Segmentation dataset records:
# # # #

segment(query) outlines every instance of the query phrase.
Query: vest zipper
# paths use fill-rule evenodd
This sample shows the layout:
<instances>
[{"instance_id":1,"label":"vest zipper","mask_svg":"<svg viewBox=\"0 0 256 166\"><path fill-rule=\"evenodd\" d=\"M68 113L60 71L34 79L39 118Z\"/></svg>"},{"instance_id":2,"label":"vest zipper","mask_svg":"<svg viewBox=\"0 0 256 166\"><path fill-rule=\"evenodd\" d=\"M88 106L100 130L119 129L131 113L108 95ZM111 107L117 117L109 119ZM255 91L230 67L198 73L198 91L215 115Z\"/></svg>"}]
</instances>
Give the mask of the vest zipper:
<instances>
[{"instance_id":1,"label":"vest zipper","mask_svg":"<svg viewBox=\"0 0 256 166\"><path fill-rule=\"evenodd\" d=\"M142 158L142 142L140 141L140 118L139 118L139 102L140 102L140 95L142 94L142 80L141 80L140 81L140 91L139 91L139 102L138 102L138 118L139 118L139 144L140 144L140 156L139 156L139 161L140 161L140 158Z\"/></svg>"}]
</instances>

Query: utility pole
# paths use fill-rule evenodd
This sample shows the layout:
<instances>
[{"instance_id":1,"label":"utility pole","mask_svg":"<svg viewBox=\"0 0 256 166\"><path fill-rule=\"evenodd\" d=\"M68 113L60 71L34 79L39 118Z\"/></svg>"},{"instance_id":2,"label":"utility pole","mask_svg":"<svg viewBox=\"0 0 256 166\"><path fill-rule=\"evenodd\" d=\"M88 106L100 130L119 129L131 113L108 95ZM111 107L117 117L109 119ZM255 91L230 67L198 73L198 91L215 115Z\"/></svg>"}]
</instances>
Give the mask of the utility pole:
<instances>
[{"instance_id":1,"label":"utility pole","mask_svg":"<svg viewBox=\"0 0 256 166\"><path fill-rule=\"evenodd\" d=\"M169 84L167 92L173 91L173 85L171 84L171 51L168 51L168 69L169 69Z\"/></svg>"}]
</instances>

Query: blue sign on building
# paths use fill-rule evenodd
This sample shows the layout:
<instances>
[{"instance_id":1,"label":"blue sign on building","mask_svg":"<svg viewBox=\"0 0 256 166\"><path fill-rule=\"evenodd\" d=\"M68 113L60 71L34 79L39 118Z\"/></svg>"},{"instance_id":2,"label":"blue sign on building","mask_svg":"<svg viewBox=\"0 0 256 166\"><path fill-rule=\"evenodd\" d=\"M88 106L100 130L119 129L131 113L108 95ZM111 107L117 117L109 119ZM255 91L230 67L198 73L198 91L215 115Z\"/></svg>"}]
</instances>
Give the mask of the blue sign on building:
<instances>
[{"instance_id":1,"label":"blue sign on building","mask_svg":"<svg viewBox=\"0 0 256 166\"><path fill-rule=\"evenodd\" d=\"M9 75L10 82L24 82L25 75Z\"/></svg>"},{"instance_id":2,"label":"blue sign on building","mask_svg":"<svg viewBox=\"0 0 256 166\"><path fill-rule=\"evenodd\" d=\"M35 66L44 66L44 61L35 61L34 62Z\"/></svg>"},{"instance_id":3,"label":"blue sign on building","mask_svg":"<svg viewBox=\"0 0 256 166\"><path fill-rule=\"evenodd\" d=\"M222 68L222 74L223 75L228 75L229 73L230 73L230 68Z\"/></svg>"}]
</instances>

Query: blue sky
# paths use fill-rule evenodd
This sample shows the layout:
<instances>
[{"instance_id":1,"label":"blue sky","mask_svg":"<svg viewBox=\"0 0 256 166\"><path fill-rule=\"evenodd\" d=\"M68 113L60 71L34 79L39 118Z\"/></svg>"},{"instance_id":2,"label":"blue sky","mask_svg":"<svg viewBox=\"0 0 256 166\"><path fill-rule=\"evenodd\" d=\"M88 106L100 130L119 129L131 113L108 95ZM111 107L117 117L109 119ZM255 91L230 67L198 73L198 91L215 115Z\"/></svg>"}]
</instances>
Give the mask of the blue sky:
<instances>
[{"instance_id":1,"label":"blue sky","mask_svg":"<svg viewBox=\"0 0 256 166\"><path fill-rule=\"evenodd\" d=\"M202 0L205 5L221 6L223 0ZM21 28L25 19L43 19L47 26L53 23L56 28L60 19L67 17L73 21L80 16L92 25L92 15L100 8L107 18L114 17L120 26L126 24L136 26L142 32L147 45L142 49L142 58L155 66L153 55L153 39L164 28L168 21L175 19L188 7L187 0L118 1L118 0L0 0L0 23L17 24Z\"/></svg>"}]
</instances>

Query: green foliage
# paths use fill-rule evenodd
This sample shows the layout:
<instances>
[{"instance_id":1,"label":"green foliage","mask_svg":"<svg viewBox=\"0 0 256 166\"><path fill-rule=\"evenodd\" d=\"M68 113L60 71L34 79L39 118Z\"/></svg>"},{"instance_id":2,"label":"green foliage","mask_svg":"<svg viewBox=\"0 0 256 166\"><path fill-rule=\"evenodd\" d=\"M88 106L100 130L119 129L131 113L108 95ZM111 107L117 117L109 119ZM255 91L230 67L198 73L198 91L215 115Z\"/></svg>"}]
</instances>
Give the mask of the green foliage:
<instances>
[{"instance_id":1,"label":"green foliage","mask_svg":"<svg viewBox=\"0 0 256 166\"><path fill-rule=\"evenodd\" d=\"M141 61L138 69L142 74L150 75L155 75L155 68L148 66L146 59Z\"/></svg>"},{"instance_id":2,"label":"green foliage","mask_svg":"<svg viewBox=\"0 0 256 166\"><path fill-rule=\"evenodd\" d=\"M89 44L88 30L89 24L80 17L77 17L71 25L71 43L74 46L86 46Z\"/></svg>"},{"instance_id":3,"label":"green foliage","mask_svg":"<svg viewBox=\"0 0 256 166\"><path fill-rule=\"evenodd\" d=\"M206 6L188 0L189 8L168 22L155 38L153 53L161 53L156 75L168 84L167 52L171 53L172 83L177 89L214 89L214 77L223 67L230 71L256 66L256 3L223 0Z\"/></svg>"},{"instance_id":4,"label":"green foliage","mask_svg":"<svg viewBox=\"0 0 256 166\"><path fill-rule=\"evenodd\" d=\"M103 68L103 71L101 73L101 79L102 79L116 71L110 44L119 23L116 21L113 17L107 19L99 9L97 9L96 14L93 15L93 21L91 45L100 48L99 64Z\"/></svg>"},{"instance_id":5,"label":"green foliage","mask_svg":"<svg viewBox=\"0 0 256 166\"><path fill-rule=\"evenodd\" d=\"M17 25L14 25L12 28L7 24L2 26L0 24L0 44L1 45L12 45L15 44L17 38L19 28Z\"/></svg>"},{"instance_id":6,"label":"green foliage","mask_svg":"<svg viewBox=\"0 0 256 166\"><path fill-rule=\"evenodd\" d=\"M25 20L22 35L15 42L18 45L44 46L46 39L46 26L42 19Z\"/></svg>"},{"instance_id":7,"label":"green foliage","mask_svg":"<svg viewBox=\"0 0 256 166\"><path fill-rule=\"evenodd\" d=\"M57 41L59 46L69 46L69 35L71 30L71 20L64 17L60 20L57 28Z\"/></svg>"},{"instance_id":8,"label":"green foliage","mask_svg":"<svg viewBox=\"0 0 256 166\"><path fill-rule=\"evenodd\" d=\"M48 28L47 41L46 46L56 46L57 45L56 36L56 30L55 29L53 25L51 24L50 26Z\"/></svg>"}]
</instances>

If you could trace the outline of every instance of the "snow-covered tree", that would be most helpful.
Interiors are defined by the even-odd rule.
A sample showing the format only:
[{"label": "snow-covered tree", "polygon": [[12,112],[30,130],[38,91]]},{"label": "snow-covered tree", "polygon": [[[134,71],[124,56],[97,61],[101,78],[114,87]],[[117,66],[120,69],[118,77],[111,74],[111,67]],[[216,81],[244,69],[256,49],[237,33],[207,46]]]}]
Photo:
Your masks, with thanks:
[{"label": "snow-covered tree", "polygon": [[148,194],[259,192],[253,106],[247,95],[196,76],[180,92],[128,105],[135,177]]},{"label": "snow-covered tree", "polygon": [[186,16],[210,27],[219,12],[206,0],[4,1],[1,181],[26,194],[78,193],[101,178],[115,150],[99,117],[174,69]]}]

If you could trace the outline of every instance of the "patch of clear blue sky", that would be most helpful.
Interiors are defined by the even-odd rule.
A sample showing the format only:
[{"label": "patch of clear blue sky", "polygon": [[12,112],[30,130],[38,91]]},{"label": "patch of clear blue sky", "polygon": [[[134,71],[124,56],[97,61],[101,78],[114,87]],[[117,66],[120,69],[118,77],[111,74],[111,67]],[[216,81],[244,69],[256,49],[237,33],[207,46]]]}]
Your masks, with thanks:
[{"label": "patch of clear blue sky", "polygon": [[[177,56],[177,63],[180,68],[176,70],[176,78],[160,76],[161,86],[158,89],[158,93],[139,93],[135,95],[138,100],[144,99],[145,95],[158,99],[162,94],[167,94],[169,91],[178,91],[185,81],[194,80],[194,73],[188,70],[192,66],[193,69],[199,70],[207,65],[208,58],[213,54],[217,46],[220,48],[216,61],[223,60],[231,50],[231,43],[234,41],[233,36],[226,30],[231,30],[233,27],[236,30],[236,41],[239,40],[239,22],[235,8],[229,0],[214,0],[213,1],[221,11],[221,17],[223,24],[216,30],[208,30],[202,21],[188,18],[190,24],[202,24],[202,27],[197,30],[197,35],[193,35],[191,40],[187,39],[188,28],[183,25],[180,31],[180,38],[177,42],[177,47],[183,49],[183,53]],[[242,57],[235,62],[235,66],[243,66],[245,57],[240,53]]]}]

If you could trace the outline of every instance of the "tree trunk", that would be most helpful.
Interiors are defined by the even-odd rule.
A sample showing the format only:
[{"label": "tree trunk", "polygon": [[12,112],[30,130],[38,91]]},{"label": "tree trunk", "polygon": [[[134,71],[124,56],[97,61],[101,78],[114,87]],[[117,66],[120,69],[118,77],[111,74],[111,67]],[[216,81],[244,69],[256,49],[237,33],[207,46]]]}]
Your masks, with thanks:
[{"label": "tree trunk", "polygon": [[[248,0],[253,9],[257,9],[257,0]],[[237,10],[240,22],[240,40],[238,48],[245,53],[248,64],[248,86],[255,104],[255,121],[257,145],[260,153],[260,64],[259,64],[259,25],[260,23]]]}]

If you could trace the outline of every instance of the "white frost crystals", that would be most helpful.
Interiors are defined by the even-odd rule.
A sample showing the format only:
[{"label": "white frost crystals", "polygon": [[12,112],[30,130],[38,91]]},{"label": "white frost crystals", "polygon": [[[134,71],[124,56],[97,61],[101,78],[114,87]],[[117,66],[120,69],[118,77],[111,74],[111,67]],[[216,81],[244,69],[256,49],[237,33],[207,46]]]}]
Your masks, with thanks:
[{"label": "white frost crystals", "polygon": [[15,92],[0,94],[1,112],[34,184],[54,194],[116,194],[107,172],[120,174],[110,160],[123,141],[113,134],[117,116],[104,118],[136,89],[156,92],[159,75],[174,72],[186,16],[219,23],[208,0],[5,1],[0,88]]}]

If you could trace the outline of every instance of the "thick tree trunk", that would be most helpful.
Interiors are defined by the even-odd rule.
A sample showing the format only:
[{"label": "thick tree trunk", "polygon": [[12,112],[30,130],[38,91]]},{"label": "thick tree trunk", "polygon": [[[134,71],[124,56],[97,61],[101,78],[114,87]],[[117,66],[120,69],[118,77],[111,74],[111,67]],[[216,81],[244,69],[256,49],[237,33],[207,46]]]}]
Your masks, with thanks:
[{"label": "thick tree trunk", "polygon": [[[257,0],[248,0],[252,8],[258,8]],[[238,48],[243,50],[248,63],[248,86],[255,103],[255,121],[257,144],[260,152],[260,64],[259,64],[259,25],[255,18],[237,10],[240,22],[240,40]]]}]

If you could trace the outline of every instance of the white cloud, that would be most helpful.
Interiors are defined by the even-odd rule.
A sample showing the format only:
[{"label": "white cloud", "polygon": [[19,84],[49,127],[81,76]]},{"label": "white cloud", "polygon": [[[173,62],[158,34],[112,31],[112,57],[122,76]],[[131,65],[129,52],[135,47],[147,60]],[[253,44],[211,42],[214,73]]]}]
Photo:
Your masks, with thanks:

# # # #

§ **WORK TO BE COMPLETED**: Express the lines of the material from the line containing "Query: green foliage" through the line containing "Give the mask of the green", both included, as a JSON list of strings with one string per line, omitting any blank lines. Include no other lines.

§ **TASK ANSWER**:
[
  "Query: green foliage",
  "# paths use fill-rule evenodd",
  "This sample shows the layout:",
  "<instances>",
  "[{\"instance_id\":1,\"label\":\"green foliage\",\"mask_svg\":\"<svg viewBox=\\\"0 0 256 166\\\"><path fill-rule=\\\"evenodd\\\" d=\\\"M68 113L60 71L34 79L39 118Z\\\"/></svg>\"},{\"instance_id\":2,\"label\":\"green foliage\",\"mask_svg\":\"<svg viewBox=\\\"0 0 256 166\\\"><path fill-rule=\\\"evenodd\\\" d=\\\"M88 106L100 130L119 129L131 113L108 95ZM111 107L117 117L109 119ZM255 91L230 67L198 73L198 91L215 115Z\\\"/></svg>\"}]",
  "</instances>",
  "Give the mask of the green foliage:"
]